■ Task
Transcribe the lines below without changes, from the line containing "Target: dry grass patch" up to and including the last line.

■ Stored lines
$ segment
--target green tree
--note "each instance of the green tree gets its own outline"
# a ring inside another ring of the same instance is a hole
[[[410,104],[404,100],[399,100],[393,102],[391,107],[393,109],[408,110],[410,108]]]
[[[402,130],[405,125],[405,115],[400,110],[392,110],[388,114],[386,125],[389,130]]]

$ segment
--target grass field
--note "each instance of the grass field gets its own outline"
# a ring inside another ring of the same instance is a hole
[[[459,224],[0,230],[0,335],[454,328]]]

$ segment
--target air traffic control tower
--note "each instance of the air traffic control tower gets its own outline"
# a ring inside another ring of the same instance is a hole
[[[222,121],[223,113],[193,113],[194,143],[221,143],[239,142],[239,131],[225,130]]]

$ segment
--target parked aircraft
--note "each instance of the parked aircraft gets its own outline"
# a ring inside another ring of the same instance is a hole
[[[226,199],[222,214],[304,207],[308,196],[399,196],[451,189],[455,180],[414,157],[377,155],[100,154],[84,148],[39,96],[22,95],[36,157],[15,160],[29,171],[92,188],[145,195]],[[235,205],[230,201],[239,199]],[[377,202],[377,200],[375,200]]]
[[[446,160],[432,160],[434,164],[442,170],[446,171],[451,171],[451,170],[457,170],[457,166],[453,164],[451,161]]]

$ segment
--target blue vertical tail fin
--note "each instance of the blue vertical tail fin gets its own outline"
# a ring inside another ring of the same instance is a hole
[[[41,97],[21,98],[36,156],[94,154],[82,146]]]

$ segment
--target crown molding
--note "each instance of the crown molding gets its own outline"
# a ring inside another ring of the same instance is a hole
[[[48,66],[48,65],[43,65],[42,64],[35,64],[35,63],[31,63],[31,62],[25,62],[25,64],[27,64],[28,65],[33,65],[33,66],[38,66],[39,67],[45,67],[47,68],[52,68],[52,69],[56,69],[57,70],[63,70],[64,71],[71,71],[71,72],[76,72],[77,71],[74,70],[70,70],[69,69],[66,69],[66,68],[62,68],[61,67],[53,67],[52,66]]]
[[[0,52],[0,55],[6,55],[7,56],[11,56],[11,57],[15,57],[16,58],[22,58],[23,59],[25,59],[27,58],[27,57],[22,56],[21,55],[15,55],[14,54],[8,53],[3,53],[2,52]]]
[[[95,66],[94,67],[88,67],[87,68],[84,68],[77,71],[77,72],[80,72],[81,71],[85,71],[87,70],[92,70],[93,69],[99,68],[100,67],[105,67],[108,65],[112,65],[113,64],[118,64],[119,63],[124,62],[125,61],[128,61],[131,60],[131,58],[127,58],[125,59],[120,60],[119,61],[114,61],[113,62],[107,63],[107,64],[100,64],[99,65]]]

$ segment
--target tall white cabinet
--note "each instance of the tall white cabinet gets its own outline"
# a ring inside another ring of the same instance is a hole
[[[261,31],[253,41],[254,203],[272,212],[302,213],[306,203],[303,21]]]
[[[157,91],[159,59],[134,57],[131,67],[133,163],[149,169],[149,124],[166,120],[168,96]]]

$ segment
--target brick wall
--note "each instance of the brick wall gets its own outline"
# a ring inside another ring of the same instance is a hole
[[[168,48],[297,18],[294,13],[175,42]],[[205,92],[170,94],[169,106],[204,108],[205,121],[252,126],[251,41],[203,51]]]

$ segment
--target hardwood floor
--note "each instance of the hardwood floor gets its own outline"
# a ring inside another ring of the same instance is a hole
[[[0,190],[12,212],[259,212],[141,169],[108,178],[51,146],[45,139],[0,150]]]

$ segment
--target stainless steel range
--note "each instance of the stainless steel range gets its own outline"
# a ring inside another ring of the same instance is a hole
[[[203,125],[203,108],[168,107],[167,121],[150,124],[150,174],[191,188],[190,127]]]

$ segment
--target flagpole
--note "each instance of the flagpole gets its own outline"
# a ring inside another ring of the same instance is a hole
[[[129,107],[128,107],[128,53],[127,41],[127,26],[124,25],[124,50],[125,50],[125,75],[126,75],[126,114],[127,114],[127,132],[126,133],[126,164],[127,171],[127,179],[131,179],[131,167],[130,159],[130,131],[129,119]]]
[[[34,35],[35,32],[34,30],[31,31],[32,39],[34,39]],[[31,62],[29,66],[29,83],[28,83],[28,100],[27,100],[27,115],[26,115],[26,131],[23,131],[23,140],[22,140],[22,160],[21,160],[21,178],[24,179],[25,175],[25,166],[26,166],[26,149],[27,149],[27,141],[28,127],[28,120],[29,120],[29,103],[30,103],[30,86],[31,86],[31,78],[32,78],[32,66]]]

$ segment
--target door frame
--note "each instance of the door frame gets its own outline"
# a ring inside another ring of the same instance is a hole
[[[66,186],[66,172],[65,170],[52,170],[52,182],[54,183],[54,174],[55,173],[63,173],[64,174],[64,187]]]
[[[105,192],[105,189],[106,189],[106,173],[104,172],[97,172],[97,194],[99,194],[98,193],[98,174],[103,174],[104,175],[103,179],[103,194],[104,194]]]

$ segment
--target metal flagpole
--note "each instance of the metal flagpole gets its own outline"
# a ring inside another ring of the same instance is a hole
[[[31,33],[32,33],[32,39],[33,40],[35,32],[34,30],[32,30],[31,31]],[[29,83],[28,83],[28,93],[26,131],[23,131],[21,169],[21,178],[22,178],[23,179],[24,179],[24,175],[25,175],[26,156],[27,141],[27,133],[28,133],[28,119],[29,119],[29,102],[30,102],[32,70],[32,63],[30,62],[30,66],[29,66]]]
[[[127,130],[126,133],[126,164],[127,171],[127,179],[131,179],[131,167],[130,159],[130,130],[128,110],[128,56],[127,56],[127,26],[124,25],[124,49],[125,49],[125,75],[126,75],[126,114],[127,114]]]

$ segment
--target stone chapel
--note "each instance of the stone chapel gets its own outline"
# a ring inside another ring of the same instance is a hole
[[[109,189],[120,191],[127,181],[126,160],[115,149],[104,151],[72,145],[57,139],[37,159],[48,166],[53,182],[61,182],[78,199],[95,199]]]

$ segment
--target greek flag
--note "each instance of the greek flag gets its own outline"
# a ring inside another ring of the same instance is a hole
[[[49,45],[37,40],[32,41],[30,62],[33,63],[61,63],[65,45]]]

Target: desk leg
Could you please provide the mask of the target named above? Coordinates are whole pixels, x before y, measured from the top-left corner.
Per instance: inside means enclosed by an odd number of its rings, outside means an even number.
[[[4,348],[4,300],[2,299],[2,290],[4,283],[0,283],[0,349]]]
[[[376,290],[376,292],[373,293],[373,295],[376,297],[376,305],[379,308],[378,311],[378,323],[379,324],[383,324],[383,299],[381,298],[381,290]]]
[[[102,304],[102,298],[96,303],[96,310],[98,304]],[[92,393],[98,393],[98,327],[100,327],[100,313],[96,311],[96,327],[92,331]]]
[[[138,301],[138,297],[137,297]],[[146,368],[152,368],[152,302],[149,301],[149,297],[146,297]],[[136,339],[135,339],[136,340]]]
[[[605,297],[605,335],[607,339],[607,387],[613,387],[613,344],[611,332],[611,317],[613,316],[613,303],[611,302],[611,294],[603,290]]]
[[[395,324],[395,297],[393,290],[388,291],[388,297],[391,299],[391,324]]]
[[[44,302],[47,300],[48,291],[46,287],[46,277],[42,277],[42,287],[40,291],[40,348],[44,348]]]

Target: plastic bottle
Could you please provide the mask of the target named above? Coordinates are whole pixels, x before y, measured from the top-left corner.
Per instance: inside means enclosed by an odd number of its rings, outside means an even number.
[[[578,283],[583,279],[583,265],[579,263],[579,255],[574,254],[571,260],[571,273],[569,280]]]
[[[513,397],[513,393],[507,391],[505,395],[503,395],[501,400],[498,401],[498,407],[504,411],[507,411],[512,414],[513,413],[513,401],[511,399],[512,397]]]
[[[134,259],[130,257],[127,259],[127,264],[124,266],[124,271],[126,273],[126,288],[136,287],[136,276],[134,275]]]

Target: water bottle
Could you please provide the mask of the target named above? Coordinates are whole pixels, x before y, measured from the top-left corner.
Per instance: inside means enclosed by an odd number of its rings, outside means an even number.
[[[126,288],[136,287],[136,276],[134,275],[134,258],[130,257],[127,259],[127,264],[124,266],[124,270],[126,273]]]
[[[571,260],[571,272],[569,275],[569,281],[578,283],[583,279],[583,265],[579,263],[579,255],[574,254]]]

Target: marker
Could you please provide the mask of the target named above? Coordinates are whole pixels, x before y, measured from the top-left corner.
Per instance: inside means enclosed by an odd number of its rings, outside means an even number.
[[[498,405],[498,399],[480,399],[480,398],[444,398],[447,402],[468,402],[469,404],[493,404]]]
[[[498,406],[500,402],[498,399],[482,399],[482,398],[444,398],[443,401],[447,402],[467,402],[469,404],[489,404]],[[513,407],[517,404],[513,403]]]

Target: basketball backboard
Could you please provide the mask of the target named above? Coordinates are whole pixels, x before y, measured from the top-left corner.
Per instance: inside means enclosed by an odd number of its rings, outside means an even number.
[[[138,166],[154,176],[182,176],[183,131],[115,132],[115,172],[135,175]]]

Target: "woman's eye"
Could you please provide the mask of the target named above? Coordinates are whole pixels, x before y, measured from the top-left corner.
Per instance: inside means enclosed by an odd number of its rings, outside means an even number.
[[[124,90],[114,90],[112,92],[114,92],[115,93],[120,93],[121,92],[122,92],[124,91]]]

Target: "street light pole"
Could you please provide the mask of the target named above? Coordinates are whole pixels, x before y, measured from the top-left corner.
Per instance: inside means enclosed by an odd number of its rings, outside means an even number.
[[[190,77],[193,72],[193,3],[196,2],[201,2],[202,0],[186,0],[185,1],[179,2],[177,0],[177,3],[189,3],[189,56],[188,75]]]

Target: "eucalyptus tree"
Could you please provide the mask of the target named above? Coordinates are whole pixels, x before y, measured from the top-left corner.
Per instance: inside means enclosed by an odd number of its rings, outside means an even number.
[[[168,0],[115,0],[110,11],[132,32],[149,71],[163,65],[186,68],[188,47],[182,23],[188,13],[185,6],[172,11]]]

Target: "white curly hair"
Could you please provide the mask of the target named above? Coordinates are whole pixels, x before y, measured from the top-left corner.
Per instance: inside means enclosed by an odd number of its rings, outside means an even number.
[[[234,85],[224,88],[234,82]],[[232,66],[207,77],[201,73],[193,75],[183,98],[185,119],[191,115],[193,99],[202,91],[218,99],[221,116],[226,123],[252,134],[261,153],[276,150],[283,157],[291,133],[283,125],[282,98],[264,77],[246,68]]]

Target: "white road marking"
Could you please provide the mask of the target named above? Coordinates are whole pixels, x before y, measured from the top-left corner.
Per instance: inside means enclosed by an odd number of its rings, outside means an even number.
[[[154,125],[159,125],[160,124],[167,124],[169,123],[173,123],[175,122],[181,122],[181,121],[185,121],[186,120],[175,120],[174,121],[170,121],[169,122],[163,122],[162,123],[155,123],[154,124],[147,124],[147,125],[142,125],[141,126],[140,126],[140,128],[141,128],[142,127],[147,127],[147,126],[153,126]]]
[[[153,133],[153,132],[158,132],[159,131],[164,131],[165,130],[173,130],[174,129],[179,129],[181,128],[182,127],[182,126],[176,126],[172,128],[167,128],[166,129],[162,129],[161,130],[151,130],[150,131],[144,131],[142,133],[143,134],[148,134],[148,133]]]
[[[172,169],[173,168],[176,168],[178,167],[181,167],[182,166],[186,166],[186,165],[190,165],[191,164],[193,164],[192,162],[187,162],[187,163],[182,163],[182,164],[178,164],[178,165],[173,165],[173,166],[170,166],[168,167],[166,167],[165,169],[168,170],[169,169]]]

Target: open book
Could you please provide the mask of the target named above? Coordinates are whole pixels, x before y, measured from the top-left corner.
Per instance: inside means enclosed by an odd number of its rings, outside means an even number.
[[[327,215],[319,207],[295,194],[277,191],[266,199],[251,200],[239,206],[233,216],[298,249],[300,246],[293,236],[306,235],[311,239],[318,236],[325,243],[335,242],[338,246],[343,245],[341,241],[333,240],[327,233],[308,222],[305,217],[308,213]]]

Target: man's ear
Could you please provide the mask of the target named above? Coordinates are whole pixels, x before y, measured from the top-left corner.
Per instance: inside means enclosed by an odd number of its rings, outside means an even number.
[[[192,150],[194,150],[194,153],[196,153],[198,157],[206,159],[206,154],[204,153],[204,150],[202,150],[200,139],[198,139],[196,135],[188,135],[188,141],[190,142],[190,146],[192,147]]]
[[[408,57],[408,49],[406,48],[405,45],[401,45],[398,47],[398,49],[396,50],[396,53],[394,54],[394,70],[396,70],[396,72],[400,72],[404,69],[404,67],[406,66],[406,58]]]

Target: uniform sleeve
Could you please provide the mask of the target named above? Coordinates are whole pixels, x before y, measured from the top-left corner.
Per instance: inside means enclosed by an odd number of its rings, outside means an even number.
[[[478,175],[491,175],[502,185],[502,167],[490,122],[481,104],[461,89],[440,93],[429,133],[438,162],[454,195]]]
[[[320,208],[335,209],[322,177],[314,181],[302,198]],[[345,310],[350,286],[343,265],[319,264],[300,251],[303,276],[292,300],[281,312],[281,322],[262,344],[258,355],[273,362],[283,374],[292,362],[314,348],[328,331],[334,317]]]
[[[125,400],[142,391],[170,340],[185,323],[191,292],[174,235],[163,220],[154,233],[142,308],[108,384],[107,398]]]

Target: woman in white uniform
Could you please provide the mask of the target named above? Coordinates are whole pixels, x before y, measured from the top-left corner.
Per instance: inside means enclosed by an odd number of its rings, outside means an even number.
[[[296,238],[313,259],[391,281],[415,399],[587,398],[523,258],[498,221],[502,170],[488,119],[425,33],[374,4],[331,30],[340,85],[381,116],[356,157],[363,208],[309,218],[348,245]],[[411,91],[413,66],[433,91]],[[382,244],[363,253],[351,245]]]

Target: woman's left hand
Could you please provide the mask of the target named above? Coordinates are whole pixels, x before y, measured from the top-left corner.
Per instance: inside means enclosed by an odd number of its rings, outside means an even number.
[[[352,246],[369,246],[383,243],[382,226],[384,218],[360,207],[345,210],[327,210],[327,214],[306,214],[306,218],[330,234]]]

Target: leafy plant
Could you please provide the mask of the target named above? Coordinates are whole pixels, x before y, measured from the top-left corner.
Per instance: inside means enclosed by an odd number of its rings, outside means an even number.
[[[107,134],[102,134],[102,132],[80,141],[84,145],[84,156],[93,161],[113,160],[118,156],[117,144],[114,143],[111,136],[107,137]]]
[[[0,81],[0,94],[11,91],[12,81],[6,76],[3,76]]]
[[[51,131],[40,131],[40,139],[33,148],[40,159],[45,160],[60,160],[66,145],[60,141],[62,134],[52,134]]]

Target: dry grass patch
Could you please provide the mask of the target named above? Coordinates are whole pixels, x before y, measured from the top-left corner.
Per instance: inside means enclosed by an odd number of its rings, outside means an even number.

■ Response to the exercise
Target: dry grass patch
Could you please provide the mask of the target named above? Coordinates are whole pixels, x before y, measured from the top-left corner.
Per instance: inside means enclosed by an odd number of its rings, outside means an even number.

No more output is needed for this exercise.